**What is being asked:** If a line in the data below contains the word "plant", copy it out.

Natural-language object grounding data
■ ■ ■ ■ ■
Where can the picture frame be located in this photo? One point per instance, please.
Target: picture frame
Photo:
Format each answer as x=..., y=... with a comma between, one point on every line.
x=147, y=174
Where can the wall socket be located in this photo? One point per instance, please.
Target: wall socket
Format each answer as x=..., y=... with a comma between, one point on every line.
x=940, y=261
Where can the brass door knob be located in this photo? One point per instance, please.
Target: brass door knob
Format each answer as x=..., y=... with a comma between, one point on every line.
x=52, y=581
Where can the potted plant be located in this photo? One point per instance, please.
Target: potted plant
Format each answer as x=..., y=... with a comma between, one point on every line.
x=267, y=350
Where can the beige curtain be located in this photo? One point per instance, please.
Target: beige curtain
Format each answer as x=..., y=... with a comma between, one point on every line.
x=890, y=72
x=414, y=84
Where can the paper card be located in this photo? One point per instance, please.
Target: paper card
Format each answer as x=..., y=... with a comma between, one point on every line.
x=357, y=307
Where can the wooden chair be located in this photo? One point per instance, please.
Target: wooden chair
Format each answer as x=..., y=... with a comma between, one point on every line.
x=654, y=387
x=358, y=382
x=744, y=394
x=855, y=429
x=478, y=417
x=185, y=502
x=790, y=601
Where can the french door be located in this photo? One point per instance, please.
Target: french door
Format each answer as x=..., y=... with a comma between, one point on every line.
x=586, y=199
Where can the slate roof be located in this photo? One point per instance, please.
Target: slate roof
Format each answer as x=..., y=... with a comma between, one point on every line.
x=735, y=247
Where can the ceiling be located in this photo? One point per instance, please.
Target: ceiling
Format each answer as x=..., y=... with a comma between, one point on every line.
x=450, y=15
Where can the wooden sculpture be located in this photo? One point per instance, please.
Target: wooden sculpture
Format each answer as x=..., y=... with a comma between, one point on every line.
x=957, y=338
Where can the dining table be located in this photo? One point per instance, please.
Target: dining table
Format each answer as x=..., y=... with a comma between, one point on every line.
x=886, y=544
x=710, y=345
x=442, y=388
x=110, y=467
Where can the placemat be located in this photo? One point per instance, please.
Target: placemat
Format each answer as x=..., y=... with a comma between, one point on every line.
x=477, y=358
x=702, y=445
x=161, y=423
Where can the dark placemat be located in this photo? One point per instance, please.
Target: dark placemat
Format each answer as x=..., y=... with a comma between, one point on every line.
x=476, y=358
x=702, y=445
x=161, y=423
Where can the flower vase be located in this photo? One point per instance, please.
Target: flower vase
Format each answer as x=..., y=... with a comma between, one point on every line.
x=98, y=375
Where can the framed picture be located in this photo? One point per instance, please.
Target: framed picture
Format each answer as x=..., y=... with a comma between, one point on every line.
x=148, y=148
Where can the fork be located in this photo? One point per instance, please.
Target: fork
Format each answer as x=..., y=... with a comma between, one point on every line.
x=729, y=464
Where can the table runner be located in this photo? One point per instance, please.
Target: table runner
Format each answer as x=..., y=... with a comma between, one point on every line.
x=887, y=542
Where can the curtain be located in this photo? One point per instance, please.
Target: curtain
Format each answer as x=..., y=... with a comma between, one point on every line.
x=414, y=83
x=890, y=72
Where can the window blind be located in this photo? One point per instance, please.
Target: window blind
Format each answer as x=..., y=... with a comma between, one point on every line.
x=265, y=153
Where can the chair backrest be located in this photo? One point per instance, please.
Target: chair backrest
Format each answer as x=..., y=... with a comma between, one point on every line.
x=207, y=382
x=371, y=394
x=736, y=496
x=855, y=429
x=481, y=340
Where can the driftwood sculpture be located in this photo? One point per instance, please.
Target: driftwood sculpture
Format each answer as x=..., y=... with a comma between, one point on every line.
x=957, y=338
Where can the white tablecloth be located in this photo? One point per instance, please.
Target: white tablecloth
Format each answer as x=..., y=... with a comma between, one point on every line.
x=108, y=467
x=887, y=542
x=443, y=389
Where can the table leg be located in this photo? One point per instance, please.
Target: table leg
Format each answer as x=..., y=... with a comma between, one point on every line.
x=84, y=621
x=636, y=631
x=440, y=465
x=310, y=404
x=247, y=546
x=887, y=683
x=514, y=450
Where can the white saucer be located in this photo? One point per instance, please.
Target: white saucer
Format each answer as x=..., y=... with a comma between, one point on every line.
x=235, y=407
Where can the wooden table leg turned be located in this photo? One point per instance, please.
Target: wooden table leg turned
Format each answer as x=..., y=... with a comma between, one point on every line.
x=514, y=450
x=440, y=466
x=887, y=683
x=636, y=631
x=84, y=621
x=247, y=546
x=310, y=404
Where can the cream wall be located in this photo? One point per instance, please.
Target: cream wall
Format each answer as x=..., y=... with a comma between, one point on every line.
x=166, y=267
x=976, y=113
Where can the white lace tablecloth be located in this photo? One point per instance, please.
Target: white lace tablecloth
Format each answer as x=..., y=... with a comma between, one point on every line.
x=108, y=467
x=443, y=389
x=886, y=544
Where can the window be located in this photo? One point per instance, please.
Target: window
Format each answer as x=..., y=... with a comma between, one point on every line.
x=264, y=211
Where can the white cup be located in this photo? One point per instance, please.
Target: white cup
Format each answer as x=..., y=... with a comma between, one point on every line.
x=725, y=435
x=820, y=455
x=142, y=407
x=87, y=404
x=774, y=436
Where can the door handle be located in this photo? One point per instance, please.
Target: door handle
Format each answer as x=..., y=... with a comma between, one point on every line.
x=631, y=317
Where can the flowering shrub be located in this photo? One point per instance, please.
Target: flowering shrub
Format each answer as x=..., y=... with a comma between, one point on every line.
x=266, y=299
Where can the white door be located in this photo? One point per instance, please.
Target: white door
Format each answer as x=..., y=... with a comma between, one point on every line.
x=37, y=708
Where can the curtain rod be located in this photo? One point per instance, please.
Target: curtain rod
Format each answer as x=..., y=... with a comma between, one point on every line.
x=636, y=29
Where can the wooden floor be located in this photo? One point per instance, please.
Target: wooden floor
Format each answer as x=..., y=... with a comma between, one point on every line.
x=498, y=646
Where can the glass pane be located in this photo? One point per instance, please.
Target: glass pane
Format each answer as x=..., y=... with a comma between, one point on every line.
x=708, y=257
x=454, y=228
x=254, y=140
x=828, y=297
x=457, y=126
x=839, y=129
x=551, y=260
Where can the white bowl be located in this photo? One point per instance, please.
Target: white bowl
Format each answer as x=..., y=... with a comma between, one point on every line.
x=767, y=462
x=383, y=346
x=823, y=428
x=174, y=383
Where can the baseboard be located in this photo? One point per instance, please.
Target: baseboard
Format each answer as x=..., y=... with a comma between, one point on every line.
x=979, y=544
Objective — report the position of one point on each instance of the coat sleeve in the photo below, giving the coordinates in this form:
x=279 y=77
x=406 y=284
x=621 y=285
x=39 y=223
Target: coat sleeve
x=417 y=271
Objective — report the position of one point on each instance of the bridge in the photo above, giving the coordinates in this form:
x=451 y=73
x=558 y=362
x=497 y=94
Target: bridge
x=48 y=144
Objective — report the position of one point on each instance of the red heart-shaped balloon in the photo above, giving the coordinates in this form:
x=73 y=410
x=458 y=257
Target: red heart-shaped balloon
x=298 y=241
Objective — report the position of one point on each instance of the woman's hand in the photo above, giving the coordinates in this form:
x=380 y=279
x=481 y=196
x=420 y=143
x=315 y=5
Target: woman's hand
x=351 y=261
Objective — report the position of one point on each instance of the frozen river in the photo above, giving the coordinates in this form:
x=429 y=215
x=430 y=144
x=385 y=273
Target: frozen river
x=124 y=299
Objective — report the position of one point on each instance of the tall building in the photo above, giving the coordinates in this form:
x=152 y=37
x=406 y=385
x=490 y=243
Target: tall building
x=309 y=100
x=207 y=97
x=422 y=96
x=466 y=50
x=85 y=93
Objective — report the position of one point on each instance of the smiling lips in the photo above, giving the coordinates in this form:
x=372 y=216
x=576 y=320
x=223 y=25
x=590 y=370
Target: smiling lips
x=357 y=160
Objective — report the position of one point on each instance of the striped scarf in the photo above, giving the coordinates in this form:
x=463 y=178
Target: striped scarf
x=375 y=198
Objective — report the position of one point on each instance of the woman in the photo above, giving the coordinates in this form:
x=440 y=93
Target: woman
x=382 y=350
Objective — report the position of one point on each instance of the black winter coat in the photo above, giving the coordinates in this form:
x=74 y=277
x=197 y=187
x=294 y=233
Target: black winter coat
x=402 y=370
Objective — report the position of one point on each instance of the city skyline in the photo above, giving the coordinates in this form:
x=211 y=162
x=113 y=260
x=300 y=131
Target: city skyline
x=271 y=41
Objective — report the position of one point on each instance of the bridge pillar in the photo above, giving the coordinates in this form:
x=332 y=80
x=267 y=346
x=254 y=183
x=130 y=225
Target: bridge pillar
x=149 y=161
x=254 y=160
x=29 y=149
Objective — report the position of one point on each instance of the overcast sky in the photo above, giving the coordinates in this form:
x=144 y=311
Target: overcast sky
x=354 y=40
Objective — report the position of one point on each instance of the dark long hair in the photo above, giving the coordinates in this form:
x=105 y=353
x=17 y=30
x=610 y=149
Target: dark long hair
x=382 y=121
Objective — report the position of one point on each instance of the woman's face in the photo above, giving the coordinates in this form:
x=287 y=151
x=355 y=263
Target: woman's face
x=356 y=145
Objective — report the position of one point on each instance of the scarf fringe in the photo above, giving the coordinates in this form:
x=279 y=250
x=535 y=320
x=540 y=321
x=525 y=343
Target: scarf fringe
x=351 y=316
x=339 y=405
■ ■ ■ ■ ■
**Exercise solution:**
Where can the potted plant be located in this photo? One point per instance, please.
Target: potted plant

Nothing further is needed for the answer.